[Natural-language object grounding data]

═══

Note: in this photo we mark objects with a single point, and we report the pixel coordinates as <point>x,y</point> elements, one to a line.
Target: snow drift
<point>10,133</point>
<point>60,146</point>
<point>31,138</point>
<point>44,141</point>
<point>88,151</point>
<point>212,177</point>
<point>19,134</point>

═══

## WHAT IS EXPECTED
Repeat the data precisely, reproducing every entry.

## RESULT FOR THIS EXERCISE
Note: in this photo we mark objects with a single point, and we report the pixel coordinates as <point>x,y</point> elements, one to a line.
Target: snow drift
<point>10,133</point>
<point>60,146</point>
<point>31,138</point>
<point>44,141</point>
<point>88,151</point>
<point>212,177</point>
<point>19,134</point>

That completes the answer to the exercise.